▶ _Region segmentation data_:
** BEGIN **

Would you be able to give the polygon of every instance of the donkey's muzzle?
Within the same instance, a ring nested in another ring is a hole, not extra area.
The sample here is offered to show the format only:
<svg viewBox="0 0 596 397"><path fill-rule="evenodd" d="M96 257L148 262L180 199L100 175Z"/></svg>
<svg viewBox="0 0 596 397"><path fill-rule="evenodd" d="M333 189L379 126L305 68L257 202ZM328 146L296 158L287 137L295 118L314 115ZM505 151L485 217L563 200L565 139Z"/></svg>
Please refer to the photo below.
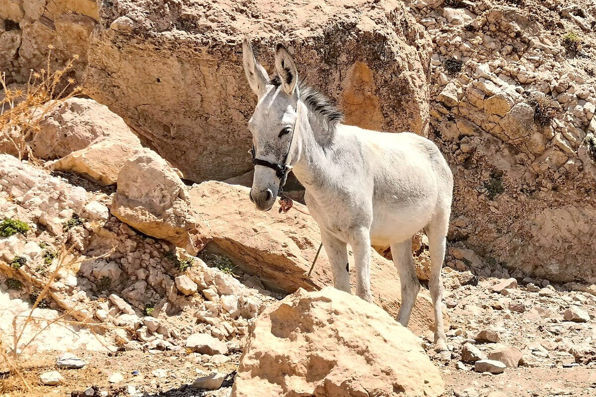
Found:
<svg viewBox="0 0 596 397"><path fill-rule="evenodd" d="M250 201L254 203L254 206L259 211L269 211L275 202L277 195L274 195L271 189L254 191L250 189Z"/></svg>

** END **

Print the listing above verbatim from start to finish, leaving out the pictures.

▶ _Exercise answer_:
Would you be able to give the polygon of every instance of the donkey's muzzle?
Within the same instance, a ring nested in another ring is a hole, not extra area.
The sample here is offered to show the format only:
<svg viewBox="0 0 596 397"><path fill-rule="evenodd" d="M96 257L148 262L180 199L100 175Z"/></svg>
<svg viewBox="0 0 596 397"><path fill-rule="evenodd" d="M333 189L379 126L305 68L257 202ZM328 146L296 158L287 137L295 118L314 115ZM505 151L485 217L563 200L565 139Z"/></svg>
Please refer to the photo below.
Found:
<svg viewBox="0 0 596 397"><path fill-rule="evenodd" d="M250 201L254 203L254 206L259 211L269 211L275 202L277 195L274 195L271 189L254 191L250 189Z"/></svg>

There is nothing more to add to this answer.